§ Request:
Convert the lines from the one containing "Each <instance> block ends" through the one containing "positive clicks: (1060, 176)" into a JSON list of strings, one string per line, with blank lines left out.

Collected data entries:

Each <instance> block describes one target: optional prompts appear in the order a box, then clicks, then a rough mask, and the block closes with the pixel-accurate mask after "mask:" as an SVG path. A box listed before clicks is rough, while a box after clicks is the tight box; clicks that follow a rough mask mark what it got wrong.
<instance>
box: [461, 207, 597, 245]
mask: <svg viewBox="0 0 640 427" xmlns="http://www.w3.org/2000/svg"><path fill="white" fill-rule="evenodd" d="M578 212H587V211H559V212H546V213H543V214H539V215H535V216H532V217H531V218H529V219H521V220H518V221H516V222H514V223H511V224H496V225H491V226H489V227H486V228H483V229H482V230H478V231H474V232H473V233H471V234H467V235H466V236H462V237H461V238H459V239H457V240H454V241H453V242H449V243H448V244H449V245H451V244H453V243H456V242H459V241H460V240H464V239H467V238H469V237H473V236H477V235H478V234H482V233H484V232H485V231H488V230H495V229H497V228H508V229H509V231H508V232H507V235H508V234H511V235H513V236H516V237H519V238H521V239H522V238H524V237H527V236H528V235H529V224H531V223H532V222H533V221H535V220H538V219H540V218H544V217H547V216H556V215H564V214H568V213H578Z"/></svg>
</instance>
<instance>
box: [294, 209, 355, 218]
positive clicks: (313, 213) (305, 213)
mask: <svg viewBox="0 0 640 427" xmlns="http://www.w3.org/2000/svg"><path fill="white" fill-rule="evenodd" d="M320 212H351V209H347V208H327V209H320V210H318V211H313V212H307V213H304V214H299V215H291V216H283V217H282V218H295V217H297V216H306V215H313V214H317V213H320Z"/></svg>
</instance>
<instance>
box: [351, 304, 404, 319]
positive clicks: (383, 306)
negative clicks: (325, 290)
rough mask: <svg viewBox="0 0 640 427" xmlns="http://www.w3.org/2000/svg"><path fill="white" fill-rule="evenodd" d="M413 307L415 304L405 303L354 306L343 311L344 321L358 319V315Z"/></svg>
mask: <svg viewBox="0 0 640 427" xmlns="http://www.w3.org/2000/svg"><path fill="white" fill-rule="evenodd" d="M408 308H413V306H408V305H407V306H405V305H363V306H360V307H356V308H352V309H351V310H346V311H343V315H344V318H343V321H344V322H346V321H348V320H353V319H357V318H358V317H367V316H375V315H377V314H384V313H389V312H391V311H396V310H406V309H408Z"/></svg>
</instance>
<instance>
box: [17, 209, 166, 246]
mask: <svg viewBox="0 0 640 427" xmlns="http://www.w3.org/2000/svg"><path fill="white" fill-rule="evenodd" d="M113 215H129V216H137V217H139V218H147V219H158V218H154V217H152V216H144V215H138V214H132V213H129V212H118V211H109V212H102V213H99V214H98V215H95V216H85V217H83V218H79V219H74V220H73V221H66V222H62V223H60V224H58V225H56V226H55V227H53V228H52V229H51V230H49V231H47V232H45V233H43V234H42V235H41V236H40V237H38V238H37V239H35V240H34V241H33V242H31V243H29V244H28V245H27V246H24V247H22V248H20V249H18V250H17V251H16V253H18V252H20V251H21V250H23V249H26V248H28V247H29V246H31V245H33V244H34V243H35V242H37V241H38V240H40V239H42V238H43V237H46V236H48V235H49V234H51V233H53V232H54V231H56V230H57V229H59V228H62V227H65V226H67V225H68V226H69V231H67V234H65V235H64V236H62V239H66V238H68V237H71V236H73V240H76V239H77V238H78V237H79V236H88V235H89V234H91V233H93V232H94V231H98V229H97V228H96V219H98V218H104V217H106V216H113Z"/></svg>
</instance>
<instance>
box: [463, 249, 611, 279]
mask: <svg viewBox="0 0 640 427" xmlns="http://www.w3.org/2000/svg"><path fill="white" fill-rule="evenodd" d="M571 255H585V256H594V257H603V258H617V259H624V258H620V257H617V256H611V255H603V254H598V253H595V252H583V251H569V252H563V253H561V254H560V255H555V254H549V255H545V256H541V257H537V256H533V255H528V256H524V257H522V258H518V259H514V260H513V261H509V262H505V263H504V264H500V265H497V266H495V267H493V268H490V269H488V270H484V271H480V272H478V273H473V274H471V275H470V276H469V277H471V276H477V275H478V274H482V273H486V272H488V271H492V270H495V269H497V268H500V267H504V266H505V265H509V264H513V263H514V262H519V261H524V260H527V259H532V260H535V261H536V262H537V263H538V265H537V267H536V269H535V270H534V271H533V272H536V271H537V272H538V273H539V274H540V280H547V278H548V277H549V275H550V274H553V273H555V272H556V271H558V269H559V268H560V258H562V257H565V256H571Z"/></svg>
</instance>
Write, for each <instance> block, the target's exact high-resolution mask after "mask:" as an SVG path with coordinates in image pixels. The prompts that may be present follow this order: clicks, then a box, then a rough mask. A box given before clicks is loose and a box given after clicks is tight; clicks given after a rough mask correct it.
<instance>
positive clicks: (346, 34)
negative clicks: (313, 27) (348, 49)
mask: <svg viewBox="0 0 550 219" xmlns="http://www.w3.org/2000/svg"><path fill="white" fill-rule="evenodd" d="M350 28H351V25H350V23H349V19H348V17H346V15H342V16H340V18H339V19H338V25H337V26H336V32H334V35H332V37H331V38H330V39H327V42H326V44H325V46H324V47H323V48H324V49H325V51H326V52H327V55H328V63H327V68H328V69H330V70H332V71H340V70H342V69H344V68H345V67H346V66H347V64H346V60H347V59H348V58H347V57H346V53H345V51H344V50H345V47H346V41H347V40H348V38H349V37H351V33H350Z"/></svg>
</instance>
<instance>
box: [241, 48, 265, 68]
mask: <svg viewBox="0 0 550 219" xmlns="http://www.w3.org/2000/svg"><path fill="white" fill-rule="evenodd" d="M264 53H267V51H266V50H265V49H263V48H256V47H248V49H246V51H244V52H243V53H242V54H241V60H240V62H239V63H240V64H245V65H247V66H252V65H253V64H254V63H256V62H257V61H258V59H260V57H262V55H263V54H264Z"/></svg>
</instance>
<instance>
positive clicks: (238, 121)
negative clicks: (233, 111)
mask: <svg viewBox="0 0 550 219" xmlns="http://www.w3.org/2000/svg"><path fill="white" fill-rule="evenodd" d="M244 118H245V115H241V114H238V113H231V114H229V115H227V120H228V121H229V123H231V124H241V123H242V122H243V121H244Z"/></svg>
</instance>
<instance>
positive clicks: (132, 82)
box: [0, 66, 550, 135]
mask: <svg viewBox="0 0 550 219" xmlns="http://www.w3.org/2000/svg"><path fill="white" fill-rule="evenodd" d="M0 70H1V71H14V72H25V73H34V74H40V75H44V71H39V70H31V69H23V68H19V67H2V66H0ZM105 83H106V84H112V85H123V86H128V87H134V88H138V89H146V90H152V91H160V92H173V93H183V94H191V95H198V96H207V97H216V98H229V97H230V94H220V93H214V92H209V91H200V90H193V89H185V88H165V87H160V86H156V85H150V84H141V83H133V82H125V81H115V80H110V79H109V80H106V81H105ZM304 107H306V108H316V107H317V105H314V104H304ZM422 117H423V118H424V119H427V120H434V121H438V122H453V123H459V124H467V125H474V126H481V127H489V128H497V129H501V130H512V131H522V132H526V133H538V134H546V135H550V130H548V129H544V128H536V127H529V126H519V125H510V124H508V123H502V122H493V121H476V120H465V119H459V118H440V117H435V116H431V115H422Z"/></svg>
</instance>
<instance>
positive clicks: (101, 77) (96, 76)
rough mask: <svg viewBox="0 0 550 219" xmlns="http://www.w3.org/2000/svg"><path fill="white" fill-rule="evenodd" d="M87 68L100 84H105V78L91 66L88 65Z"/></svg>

...

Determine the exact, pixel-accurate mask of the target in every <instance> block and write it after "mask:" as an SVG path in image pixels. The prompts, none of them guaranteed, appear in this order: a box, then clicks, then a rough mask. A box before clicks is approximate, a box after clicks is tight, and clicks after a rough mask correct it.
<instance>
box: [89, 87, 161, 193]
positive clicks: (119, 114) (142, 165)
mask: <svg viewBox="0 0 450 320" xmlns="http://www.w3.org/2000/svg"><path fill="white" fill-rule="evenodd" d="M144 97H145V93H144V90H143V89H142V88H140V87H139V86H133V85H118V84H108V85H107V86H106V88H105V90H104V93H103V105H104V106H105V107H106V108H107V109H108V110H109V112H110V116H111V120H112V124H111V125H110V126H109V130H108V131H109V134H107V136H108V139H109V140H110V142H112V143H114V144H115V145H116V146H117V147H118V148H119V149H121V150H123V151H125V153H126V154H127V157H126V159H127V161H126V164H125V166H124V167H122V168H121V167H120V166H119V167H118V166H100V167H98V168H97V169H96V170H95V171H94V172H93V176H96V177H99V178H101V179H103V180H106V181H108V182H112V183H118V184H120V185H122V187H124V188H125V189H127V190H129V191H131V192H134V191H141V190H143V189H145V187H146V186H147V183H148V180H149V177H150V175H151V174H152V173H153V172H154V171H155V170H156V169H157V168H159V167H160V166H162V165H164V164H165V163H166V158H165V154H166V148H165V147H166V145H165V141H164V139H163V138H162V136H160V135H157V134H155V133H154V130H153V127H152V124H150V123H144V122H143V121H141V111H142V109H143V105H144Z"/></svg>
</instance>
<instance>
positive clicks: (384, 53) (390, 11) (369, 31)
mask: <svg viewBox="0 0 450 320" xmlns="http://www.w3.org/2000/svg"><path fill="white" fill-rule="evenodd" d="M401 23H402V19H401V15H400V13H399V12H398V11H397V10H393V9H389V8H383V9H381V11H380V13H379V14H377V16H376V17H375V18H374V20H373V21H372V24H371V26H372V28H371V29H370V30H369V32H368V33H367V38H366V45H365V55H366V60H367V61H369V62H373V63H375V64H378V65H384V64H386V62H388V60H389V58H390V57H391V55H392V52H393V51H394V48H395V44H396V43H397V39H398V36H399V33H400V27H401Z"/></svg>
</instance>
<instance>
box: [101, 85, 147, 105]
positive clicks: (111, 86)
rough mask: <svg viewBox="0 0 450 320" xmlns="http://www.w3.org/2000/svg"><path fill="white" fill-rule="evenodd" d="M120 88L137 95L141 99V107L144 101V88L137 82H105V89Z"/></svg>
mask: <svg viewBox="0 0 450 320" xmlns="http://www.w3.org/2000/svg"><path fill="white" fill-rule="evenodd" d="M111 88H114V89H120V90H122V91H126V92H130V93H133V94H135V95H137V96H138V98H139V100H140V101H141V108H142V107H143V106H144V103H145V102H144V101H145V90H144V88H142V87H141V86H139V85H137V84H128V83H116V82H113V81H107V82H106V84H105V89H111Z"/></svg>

==

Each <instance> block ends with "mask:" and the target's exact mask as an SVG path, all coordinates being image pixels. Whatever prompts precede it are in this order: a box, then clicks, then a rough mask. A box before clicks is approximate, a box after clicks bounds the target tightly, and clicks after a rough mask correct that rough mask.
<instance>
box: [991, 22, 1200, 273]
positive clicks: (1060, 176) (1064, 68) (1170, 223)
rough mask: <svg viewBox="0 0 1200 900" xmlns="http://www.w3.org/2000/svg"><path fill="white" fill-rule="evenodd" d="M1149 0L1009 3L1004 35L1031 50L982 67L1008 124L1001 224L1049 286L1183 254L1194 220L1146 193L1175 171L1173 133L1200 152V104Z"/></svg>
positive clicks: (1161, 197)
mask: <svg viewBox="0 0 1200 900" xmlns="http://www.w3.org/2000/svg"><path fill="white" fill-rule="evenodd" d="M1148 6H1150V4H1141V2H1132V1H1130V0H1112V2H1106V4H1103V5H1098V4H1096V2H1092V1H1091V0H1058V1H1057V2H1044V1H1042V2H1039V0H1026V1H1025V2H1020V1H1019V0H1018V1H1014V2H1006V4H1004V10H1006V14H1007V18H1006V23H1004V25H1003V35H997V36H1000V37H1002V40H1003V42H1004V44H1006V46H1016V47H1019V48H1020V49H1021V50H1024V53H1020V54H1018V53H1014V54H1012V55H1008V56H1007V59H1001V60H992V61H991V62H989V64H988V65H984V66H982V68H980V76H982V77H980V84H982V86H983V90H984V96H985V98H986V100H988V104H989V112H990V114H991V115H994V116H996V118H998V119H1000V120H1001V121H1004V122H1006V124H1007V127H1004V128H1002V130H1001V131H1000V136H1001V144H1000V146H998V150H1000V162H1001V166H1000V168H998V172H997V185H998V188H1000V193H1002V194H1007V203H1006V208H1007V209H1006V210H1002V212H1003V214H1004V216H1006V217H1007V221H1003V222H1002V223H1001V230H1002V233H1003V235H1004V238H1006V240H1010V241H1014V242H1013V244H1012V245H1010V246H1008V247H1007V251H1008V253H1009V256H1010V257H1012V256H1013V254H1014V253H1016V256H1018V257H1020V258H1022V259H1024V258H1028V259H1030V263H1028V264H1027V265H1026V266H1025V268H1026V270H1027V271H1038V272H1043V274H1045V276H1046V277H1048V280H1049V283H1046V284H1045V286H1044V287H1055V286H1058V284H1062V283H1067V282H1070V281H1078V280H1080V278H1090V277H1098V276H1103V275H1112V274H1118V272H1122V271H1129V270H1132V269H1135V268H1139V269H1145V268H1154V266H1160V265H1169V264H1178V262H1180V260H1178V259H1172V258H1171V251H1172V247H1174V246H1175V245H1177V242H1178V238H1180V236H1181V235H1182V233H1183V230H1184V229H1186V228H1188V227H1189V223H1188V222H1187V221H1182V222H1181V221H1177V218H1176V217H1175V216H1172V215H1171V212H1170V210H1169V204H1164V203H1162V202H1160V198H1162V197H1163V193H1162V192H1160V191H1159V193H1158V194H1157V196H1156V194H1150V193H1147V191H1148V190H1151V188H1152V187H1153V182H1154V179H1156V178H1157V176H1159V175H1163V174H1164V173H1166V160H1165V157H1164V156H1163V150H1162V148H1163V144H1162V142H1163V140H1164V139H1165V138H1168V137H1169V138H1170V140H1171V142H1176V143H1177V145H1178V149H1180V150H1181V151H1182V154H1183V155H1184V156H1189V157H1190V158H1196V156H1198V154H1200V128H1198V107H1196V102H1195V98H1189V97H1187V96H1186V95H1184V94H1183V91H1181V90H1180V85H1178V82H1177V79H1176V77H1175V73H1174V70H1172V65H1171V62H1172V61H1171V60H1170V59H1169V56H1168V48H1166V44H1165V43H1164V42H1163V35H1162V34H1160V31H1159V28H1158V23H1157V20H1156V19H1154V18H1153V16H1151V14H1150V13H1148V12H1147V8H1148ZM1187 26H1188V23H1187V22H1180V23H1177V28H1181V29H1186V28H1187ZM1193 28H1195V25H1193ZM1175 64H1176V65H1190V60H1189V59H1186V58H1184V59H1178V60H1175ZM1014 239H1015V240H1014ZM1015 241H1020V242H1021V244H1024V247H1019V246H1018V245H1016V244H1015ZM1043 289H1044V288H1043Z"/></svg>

§ Reply to the task:
[
  "Each <instance> block ends with \"mask:\" and the target's exact mask as an SVG path, all coordinates being image pixels. Whatever prompts precede it are in this order: a box, then clicks, then a rough mask. A box before clicks is approximate, a box after clicks bounds the target tightly, and clicks after a rough mask correct that rough mask.",
  "<instance>",
  "box: [991, 22, 1200, 273]",
  "positive clicks: (1060, 176) (1064, 68) (1170, 223)"
]